* **What to produce**: Return the listing below in full, with every line exactly as it is.

- - - -

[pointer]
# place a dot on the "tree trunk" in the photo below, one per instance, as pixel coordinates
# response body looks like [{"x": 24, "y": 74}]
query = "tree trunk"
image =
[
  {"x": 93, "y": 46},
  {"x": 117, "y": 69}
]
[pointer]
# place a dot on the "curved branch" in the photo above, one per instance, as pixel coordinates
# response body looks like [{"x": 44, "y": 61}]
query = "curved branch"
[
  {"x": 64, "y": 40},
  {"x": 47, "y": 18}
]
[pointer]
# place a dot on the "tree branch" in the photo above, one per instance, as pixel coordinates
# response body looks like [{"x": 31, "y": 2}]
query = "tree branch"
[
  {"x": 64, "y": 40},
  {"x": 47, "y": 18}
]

- - - -

* **Solved problem**:
[pointer]
# place a dot on the "tree trunk" in the photo below, one per instance, as pixel coordinates
# response body looks like [{"x": 24, "y": 74}]
query = "tree trunk"
image =
[
  {"x": 93, "y": 46},
  {"x": 117, "y": 69}
]
[pointer]
# place a dot on the "curved branch" in the photo above, one per instance, as pixel coordinates
# response body looks like [{"x": 44, "y": 61}]
query = "curved branch"
[
  {"x": 64, "y": 40},
  {"x": 47, "y": 18}
]
[pointer]
# place a dot on the "tree branch" in the photo above, one per instance, as pixel coordinates
# response body looks like [{"x": 31, "y": 2}]
query = "tree branch"
[
  {"x": 64, "y": 40},
  {"x": 47, "y": 18}
]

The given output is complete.